● **DATA PROVIDED**
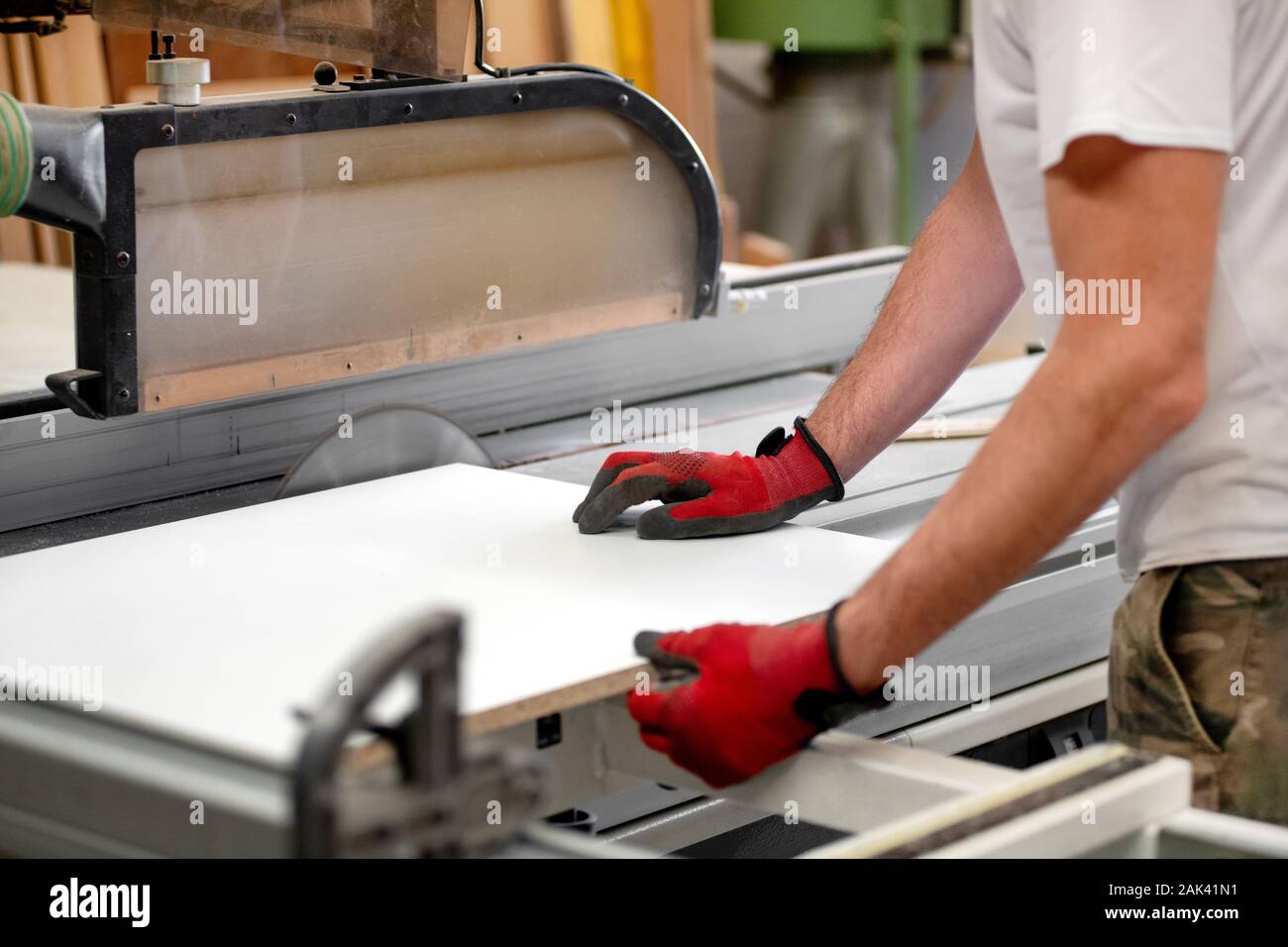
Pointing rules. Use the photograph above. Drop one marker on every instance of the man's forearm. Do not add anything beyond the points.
(957, 285)
(1111, 393)
(1067, 444)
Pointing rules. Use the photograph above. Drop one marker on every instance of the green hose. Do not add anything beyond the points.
(16, 157)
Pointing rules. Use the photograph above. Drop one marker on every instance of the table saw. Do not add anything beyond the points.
(304, 321)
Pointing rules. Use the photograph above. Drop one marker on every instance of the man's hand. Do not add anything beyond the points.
(763, 692)
(712, 493)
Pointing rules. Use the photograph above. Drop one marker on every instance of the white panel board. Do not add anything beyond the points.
(218, 628)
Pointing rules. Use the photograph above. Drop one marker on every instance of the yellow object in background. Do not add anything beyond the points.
(632, 30)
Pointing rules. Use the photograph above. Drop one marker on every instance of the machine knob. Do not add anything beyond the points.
(326, 73)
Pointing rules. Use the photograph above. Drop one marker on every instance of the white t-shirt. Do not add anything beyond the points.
(1198, 73)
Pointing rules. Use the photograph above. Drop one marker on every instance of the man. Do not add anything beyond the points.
(1133, 150)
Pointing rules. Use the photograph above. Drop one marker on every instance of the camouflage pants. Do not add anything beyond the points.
(1199, 669)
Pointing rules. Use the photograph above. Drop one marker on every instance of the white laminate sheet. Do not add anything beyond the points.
(218, 628)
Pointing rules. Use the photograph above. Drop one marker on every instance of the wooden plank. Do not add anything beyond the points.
(223, 629)
(940, 428)
(682, 65)
(262, 375)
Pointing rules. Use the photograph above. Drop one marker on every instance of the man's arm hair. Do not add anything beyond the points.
(957, 285)
(1112, 390)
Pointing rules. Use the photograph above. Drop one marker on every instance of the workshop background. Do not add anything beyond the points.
(828, 127)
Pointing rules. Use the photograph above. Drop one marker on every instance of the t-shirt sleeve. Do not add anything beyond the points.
(1151, 72)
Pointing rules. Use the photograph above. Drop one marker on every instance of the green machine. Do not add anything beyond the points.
(897, 33)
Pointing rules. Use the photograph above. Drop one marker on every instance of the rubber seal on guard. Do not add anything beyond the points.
(16, 158)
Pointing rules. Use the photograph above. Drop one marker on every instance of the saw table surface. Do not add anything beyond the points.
(223, 628)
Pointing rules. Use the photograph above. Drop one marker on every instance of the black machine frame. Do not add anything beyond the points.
(104, 382)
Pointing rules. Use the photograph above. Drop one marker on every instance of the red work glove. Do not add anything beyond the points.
(763, 692)
(712, 493)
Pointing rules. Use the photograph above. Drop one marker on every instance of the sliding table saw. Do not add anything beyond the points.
(279, 298)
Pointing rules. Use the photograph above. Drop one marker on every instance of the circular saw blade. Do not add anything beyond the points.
(382, 442)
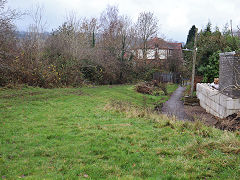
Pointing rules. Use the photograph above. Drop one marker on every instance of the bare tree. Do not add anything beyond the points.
(147, 26)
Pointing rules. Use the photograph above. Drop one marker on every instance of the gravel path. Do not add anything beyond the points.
(174, 106)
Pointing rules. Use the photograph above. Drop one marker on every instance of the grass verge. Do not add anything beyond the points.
(106, 132)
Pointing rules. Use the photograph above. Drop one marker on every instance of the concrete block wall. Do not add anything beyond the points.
(229, 67)
(215, 102)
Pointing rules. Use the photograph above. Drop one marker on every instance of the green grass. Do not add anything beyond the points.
(84, 133)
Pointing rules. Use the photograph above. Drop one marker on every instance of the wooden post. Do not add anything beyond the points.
(194, 61)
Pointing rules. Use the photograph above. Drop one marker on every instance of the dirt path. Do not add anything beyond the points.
(174, 106)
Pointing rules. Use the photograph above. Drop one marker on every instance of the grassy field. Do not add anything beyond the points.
(106, 132)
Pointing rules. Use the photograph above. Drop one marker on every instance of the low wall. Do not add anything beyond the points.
(215, 102)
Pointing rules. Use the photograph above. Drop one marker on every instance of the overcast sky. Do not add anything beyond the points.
(175, 16)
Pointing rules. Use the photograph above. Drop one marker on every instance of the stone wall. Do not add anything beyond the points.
(215, 102)
(229, 73)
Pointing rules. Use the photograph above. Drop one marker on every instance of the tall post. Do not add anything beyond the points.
(194, 61)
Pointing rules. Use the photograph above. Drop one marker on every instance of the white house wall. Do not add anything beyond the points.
(151, 53)
(162, 53)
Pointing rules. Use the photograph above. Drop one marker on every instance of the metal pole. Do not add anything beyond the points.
(194, 61)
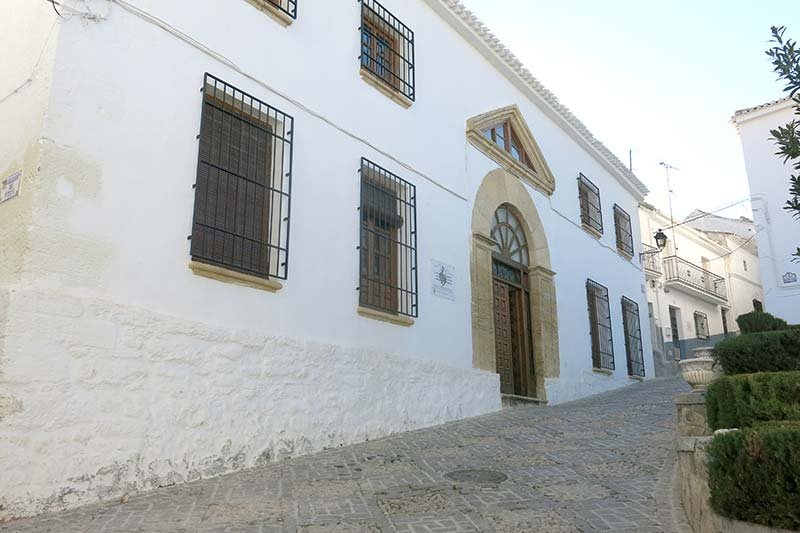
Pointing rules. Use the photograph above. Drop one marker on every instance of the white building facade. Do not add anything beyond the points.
(777, 232)
(248, 234)
(706, 277)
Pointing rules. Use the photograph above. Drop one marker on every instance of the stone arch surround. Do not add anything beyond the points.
(500, 187)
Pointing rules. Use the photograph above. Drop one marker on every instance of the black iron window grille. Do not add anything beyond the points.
(600, 322)
(624, 231)
(591, 211)
(388, 249)
(633, 337)
(244, 172)
(287, 6)
(387, 48)
(701, 325)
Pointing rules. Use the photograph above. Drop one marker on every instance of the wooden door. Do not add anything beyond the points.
(504, 353)
(517, 318)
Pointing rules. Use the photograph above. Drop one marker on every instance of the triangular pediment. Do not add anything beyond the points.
(504, 136)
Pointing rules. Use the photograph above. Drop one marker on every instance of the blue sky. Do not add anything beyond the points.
(661, 78)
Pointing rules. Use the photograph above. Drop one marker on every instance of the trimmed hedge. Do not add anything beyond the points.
(754, 474)
(747, 399)
(758, 321)
(771, 351)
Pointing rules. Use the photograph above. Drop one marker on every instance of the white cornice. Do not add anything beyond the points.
(743, 115)
(479, 36)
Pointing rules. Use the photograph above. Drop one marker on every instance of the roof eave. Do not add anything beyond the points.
(479, 36)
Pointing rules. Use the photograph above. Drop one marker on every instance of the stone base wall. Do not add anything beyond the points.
(693, 462)
(692, 439)
(99, 399)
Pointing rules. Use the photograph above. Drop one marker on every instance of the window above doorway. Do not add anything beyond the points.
(509, 236)
(387, 53)
(701, 325)
(503, 136)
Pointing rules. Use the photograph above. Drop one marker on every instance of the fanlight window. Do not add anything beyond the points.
(507, 232)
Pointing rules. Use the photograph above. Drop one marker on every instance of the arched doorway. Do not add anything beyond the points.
(514, 314)
(512, 303)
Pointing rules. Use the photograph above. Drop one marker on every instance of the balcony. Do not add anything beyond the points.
(651, 261)
(687, 277)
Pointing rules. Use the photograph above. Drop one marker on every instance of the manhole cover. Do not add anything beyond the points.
(476, 476)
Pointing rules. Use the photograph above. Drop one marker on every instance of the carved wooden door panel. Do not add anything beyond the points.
(502, 334)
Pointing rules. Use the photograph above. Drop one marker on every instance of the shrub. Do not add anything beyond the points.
(771, 351)
(754, 474)
(747, 399)
(757, 321)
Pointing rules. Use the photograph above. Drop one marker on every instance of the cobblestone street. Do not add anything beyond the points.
(601, 464)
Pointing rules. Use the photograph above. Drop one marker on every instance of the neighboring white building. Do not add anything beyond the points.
(390, 222)
(778, 233)
(706, 277)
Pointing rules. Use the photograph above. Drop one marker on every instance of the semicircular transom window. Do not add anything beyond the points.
(507, 232)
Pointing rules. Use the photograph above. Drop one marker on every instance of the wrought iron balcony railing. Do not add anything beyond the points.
(682, 271)
(287, 6)
(651, 260)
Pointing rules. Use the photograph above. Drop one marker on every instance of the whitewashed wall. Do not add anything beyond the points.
(769, 189)
(726, 257)
(144, 374)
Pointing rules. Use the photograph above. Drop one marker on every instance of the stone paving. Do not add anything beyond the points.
(605, 463)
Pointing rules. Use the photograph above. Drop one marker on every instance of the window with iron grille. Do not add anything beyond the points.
(622, 225)
(288, 7)
(600, 322)
(701, 325)
(387, 48)
(388, 249)
(589, 196)
(244, 171)
(633, 337)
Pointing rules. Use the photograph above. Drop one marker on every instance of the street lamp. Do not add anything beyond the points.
(661, 243)
(661, 239)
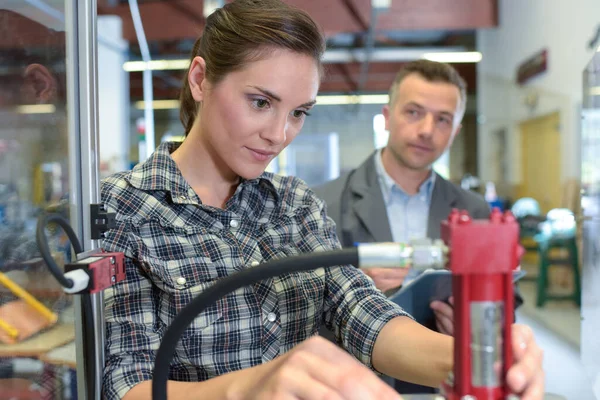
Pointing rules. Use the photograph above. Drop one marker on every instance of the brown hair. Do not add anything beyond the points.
(431, 71)
(243, 31)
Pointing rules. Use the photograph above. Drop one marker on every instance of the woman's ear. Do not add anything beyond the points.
(197, 78)
(41, 83)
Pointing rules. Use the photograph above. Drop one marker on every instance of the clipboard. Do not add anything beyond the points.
(431, 285)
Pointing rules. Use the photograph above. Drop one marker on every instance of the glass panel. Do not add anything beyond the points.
(590, 203)
(36, 350)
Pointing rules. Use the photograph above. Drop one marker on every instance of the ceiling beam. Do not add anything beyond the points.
(162, 22)
(439, 15)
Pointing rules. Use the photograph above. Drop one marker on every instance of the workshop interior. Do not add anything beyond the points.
(89, 88)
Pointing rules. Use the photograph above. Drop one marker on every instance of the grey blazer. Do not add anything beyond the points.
(355, 202)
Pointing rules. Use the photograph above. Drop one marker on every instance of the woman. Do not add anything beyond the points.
(205, 209)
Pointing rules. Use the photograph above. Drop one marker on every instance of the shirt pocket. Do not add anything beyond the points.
(180, 281)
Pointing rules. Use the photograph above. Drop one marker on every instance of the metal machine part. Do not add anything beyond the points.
(419, 255)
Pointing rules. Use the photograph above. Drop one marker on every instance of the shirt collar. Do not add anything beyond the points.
(160, 173)
(388, 184)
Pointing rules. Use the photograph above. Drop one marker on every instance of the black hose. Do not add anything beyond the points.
(86, 300)
(303, 262)
(42, 242)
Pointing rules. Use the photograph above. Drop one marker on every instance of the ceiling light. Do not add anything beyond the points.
(159, 104)
(36, 109)
(442, 54)
(156, 65)
(454, 57)
(594, 91)
(325, 100)
(353, 99)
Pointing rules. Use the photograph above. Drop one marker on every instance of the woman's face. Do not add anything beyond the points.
(250, 116)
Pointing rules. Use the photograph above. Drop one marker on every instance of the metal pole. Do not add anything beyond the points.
(81, 25)
(88, 89)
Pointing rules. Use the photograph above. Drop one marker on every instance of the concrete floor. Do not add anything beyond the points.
(557, 328)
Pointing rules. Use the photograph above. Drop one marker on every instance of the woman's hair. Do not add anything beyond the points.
(244, 31)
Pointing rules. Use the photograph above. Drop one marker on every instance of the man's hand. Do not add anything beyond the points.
(444, 315)
(315, 369)
(387, 278)
(526, 376)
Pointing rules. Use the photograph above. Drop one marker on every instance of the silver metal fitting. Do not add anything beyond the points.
(428, 254)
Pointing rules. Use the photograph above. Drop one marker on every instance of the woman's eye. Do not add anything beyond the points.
(299, 113)
(260, 103)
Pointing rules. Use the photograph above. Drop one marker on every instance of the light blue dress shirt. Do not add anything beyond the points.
(408, 215)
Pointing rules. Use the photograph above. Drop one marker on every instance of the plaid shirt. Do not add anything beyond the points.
(176, 247)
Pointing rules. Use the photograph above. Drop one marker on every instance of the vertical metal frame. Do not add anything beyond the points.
(82, 100)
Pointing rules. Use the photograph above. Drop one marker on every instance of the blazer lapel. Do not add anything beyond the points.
(368, 205)
(443, 199)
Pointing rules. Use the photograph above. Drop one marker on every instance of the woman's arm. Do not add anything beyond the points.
(410, 352)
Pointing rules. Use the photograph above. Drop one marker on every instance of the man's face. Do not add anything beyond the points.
(422, 121)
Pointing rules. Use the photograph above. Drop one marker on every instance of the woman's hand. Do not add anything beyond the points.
(315, 369)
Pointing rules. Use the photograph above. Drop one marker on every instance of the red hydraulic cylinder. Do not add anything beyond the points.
(483, 256)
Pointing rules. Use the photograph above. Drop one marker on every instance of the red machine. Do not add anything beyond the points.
(483, 256)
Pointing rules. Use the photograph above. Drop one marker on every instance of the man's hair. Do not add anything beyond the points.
(432, 71)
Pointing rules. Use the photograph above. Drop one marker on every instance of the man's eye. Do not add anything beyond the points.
(260, 103)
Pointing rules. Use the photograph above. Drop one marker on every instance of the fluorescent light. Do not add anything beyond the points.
(156, 65)
(454, 57)
(398, 54)
(321, 100)
(36, 109)
(358, 99)
(159, 104)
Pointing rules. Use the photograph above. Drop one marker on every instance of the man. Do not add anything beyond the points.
(395, 195)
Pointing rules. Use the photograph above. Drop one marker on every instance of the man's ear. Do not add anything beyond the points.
(386, 114)
(41, 83)
(197, 78)
(456, 132)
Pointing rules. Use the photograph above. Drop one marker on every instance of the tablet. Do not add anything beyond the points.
(431, 285)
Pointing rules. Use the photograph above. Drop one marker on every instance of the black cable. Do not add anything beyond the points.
(303, 262)
(86, 300)
(42, 241)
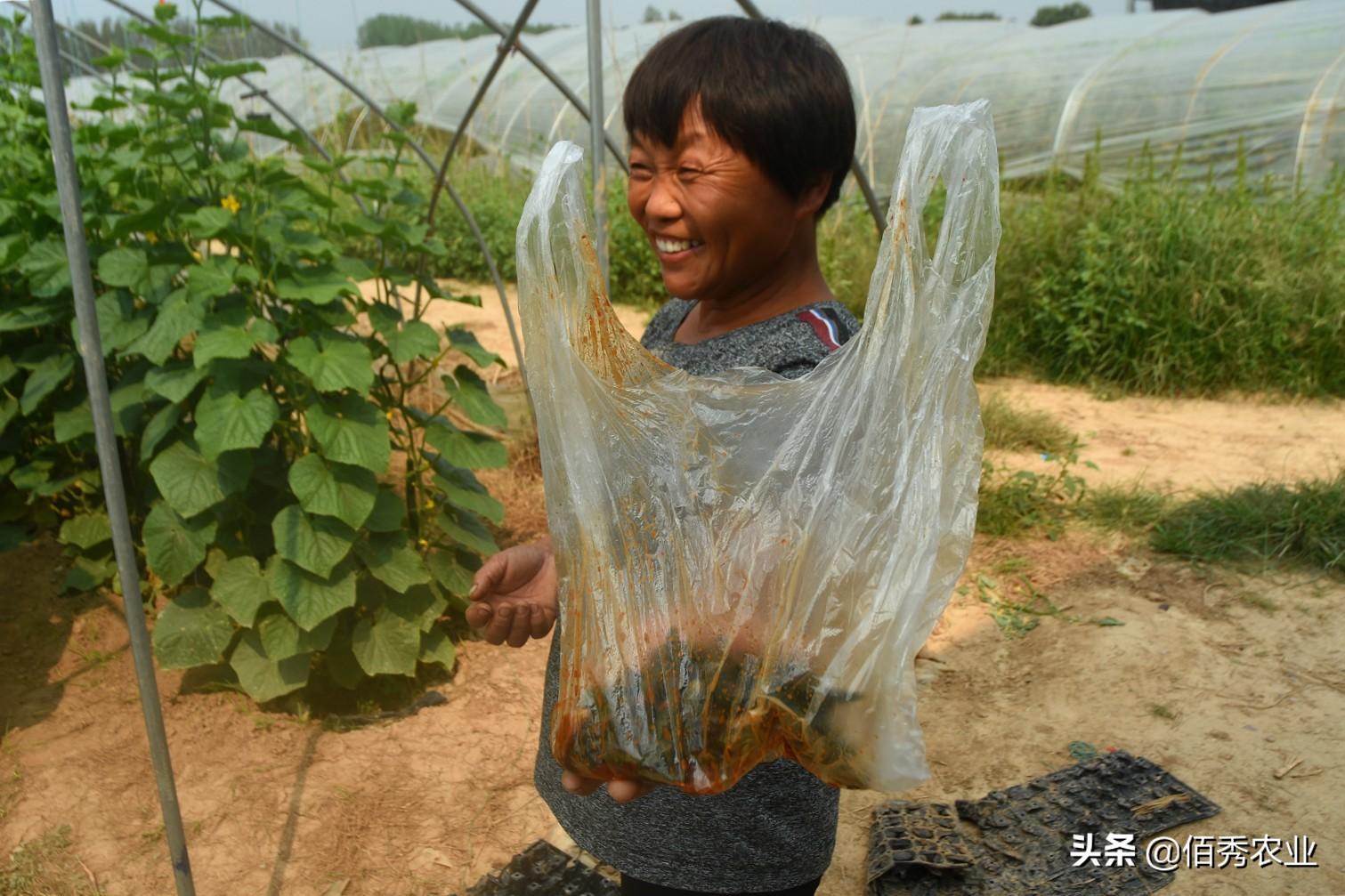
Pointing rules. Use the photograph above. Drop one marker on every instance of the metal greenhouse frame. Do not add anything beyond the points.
(50, 57)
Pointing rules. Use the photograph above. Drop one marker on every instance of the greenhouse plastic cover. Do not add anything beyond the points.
(1271, 76)
(748, 562)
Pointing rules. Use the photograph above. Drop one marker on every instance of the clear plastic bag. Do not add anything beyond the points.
(747, 562)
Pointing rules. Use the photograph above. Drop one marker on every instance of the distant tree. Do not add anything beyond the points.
(1048, 16)
(229, 44)
(386, 30)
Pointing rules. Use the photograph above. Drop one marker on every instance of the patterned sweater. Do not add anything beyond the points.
(776, 827)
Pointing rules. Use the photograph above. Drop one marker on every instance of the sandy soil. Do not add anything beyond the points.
(1220, 677)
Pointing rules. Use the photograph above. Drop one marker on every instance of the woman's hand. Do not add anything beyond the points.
(514, 595)
(621, 790)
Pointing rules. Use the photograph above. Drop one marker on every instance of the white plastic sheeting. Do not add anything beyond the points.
(1271, 77)
(748, 562)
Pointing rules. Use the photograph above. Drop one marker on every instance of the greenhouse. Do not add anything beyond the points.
(1268, 78)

● **EXERCISE REQUIREMENTS**
From the line containing "bag. Do not add anything beyond the points." through the last line of the records above, reproduce every line exactly.

● **RESPONSE AREA**
Pointing rules. Use the photograph above. Drop one marker on every instance of the clear plastic bag. Do not add anything beyond the points.
(747, 562)
Pointing rules. Use the photograph above. Drop one marker on every instance of the distant tree. Do not add anything beyond the points.
(1048, 16)
(229, 44)
(386, 30)
Pointing rules. Use the photograph above. Drop one marker on every instance of the patterned sweater. Do not add anything beyond the points.
(776, 827)
Pointing rules. Use the photograph above. Drop one marker on every instance of the sandy soil. Do not add anything beyond the points.
(1220, 677)
Pointing rules. Use the photograph above. Drop one marker on every instance of the woman's hand. Do not add anything beyond the points.
(514, 595)
(621, 790)
Pointing rules. Use the photograph above. Drop one marker on every instance of the white plastic sheeting. Do not add anything beyond the points.
(1271, 77)
(748, 562)
Pointing rules. Use the photograph above. Drop one marker on every instance of the greenhouse. Do not add anything beyond the points.
(1268, 78)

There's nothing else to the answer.